■ TEXT SEGMENT:
-- START --
Hello,

today I've stumbled over a problem that I can't seem to find an answer for.

I have the following tables:

CREATE TABLE object (
        object_id INTEGER PRIMARY KEY
);

CREATE TABLE properties (
        object_id INTEGER,
        property_id INTEGER,
        value_table INTEGER
);

CREATE TABLE string_values (
        property_id INTEGER PRIMARY KEY,
        value VARCHAR(255)
);

CREATE TABLE int_values (
        property_id INTEGER PRIMARY KEY,
        value INTEGER
);

In English:
I have a list of objects. Each object can have 0..n properties. A property is either a 
string or an integer (and later maybe ever more different data types). In the 
'properties' table, the 'value_table' field indicates in which table the value of this 
property is stored: if it's 1, the value is stored in 'string_values'; if it's 2, the 
value is stored in 'int_values'.

Please note that I have left out the indexes to keep it simple; just assume that I 
have an index on each field that I use in WHERE and JOIN-ON statements.

The follwing SQL statements populate the database with an object, an int-property and 
a string-property:

-- Insert one object
INSERT INTO object VALUES (1);

-- Insert one string property
INSERT INTO properties VALUES (1, 100, 1);
INSERT INTO string_values VALUES (100, "Hallo");

-- Insert one int property
INSERT INTO properties VALUES (1, 100, 2);
INSERT INTO int_values VALUES (100, 123);

As you can see, the same values can be used in 'string_values.value' and 
'int_values.value'.
This means, that only the combination of 'value_table'/'property_id' uniquely 
identifies a property value.


When loading the objects into memory, I query for all properties of all objects. For this I use the following select statement:

SELECT
        object.object_id,
        properties.value_table,
        string_values.value,
        int_values.value
        
FROM object
LEFT OUTER JOIN properties ON object.object_id = properties.object_id
LEFT OUTER JOIN string_values ON
        (properties.value_table = 1) AND
        (properties.property_id = string_values.property_id)
        
LEFT OUTER JOIN int_values ON
        (properties.value_table = 2) AND
        (properties.property_id = int_values.property_id)
;       


The format of the result should look like this: +-----------+-------------+---------------------+------------------+ | object_id | value_table | string_values.value | int_values.value | +-----------+-------------+---------------------+------------------+

Using the SQL statement from above, the result I would like to get is this:
+-----------+-------------+---------------------+------------------+
| object_id | value_table | string_values.value | int_values.value |
+-----------+-------------+---------------------+------------------+
|         1 |           1 |               Hallo |             NULL |
|         1 |           2 |               NULL  |              123 |
+-----------+-------------+---------------------+------------------+

This works well with MySQL (which is where I first developed the select statement).
When using it with SQLite, however, I get the following result:
+-----------+-------------+---------------------+------------------+
| object_id | value_table | string_values.value | int_values.value |
+-----------+-------------+---------------------+------------------+
|         1 |        NULL |               NULL  |             NULL |
+-----------+-------------+---------------------+------------------+

I'm by no means a SQL expert (I've basically just started to play around with it), but my theory is this:
When MySQL processes the query, it performs the join from left to right.
-- END --
■ COLLECTED MATERIAL:
-- START --
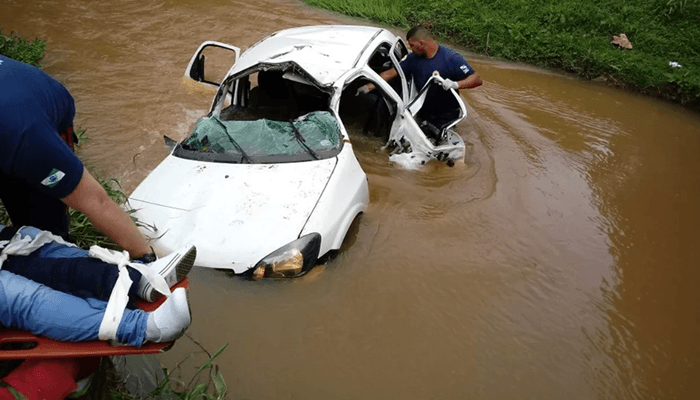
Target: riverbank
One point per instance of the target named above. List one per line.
(572, 36)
-- END --
■ GIVEN PROBLEM: Copy from the SQL post everything from "This works well" down to "left to right.", word for word. Work only from the SQL post and ignore the data.

■ FULL OUTPUT:
This works well with MySQL (which is where I first developed the select statement).
When using it with SQLite, however, I get the following result:
+-----------+-------------+---------------------+------------------+
| object_id | value_table | string_values.value | int_values.value |
+-----------+-------------+---------------------+------------------+
|         1 |        NULL |               NULL  |             NULL |
+-----------+-------------+---------------------+------------------+

I'm by no means a SQL expert (I've basically just started to play around with it), but my theory is this:
When MySQL processes the query, it performs the join from left to right.